MATERIAL FOR THIS TASK:
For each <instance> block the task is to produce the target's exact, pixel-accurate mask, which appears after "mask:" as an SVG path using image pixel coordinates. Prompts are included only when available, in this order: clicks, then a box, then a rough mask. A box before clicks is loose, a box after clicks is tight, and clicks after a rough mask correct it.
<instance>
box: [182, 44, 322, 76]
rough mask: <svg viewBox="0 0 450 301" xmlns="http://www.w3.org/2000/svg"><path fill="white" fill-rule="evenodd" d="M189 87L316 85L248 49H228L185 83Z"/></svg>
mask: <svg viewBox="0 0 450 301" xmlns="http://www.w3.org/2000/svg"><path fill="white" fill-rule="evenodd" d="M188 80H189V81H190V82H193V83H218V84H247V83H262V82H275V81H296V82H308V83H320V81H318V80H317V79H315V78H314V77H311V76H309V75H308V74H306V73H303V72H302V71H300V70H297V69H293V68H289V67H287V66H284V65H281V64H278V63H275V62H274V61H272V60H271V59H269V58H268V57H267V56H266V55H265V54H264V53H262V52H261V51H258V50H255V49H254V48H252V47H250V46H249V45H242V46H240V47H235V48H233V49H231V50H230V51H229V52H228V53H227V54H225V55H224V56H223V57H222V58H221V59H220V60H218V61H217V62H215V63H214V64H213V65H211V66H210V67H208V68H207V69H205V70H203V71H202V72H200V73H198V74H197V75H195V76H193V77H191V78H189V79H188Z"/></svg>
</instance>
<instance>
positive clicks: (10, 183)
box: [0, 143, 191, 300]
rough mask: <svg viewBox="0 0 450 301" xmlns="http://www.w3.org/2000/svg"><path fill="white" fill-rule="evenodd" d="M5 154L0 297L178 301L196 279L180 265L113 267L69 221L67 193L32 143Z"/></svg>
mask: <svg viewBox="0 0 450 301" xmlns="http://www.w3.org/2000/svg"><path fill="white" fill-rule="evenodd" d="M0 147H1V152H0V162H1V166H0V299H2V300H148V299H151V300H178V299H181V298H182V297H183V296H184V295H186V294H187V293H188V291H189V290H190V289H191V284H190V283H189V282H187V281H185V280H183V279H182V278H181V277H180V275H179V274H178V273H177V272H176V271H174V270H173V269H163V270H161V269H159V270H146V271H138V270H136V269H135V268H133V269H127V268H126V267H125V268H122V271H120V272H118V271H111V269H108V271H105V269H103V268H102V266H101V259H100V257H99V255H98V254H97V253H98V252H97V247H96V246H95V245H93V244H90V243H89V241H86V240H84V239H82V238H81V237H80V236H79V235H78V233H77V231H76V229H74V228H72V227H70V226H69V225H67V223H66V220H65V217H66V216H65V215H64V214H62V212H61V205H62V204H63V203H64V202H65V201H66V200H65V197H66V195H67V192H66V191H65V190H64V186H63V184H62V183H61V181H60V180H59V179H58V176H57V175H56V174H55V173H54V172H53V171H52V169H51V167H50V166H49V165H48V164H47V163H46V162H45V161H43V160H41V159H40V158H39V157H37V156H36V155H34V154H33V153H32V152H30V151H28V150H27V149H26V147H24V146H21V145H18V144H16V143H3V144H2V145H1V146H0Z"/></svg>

WHAT YOU ARE ASKED TO DO: Copy the records above. Leave out nothing.

ANSWER:
For each <instance> block the task is to produce the target's exact, pixel-accurate mask, which appears after "mask:" as an SVG path using image pixel coordinates. Prompts are included only when available, in this order: clicks, then a box, then a rough mask. A box before clicks is loose, a box after clicks is tight, and clicks after a rough mask correct it.
<instance>
box: [182, 44, 322, 76]
rough mask: <svg viewBox="0 0 450 301" xmlns="http://www.w3.org/2000/svg"><path fill="white" fill-rule="evenodd" d="M189 87L316 85L248 49H228L185 83Z"/></svg>
mask: <svg viewBox="0 0 450 301" xmlns="http://www.w3.org/2000/svg"><path fill="white" fill-rule="evenodd" d="M188 80H189V81H190V82H193V83H218V84H247V83H262V82H275V81H296V82H308V83H320V81H318V80H317V79H315V78H314V77H311V76H309V75H308V74H306V73H303V72H302V71H300V70H297V69H293V68H289V67H287V66H284V65H281V64H278V63H275V62H274V61H272V60H271V59H269V58H268V57H267V56H266V55H265V54H264V53H262V52H261V51H258V50H255V49H254V48H252V47H250V46H249V45H242V46H240V47H235V48H233V49H231V50H230V51H229V52H228V53H227V54H225V55H224V56H223V57H222V58H221V59H220V60H218V61H217V62H215V63H214V64H213V65H211V66H210V67H208V68H207V69H205V70H203V71H202V72H200V73H198V74H197V75H195V76H193V77H191V78H189V79H188Z"/></svg>
</instance>
<instance>
positive clicks: (10, 183)
box: [0, 143, 191, 300]
rough mask: <svg viewBox="0 0 450 301" xmlns="http://www.w3.org/2000/svg"><path fill="white" fill-rule="evenodd" d="M5 154L0 297L178 301L196 279L180 265L113 267L69 221L67 193L32 143Z"/></svg>
mask: <svg viewBox="0 0 450 301" xmlns="http://www.w3.org/2000/svg"><path fill="white" fill-rule="evenodd" d="M0 147H1V152H0V162H1V166H0V299H2V300H148V299H151V300H178V299H181V298H182V297H183V296H184V295H186V294H187V293H188V291H189V290H190V289H191V284H190V283H189V282H187V281H185V280H183V279H182V278H181V277H180V275H179V274H178V273H177V272H176V271H174V270H173V269H163V270H161V269H159V270H146V271H138V270H136V269H135V268H133V269H127V268H126V267H125V268H122V271H120V272H118V271H111V269H108V271H105V269H103V268H102V266H101V259H100V257H99V255H98V254H97V253H98V252H97V247H96V246H95V245H93V244H90V243H89V241H86V240H84V239H82V238H81V237H80V236H79V235H78V233H77V231H76V229H74V228H72V227H70V226H69V225H67V223H66V220H65V217H66V216H65V215H64V214H62V212H61V205H62V204H63V203H64V202H65V201H66V200H65V197H66V195H67V192H66V191H65V190H64V186H63V184H62V183H61V181H60V180H59V179H58V176H57V175H56V174H55V173H54V172H53V171H52V169H51V167H50V166H49V165H48V164H47V163H46V162H45V161H43V160H41V159H40V158H39V157H37V156H36V155H34V154H33V153H32V152H30V151H28V150H27V149H26V147H24V146H21V145H18V144H16V143H3V144H2V145H1V146H0Z"/></svg>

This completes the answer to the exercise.